====== INPUT FOR THIS TASK ======

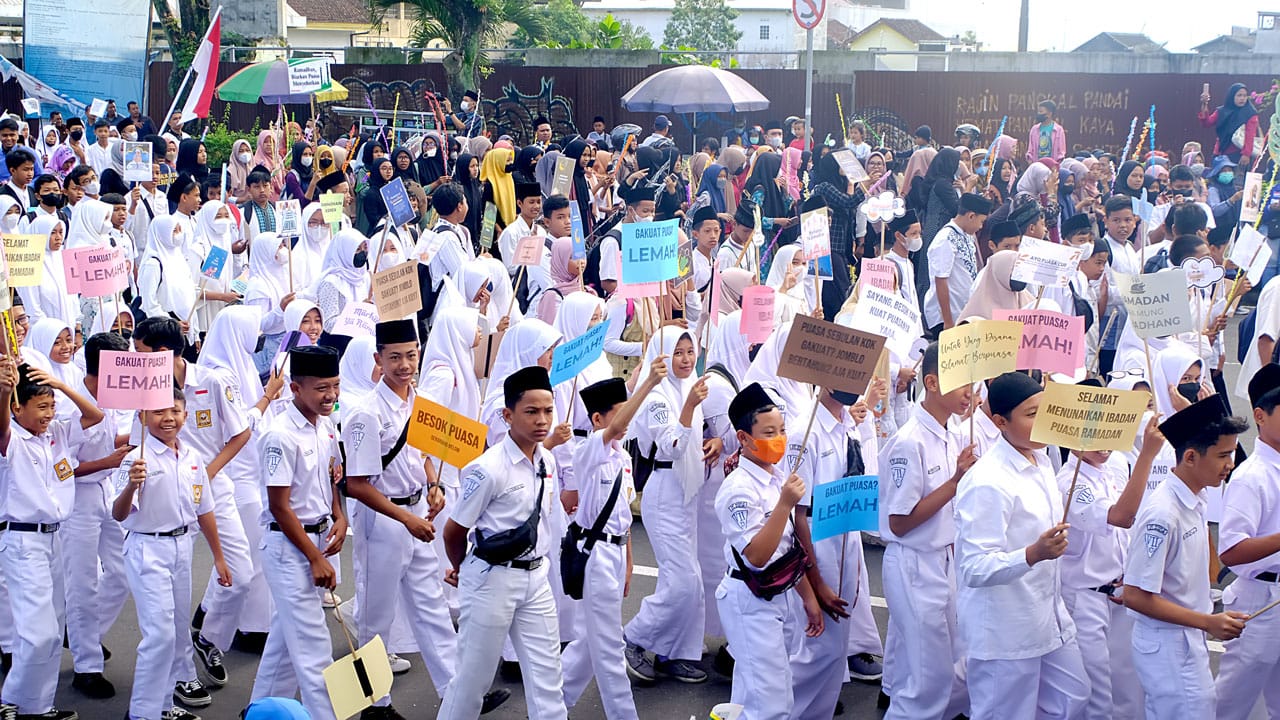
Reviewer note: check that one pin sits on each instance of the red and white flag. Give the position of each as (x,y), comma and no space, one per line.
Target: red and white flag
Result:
(205,68)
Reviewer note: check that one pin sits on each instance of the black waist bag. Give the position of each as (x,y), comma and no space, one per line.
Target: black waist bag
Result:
(574,557)
(508,545)
(777,577)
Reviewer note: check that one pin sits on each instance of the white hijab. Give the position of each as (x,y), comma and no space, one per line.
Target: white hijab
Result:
(451,345)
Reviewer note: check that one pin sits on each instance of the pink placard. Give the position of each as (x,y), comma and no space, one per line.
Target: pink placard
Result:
(103,270)
(880,273)
(757,313)
(1051,341)
(135,381)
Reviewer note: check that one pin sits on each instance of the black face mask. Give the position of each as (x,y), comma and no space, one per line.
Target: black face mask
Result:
(1191,391)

======

:: GIVEN PROBLEM ::
Present every line from the one containing "of the pink" through the end of the entries as a numbered list, omitting any blank lines.

:: COMPLETED EXERCISE ::
1. Reviewer note: check that one pin sits on each instance of the pink placard. Give the position of each as (x,y), comma and no space, one per line.
2. Target: pink placard
3. Result:
4. (103,270)
5. (880,273)
6. (757,313)
7. (1051,341)
8. (135,381)
9. Reviewer note: check that one pin sits on each instance of the black face mask. Give the position of each as (x,y), comma and no space, one per line.
10. Target: black face mask
11. Result:
12. (1191,391)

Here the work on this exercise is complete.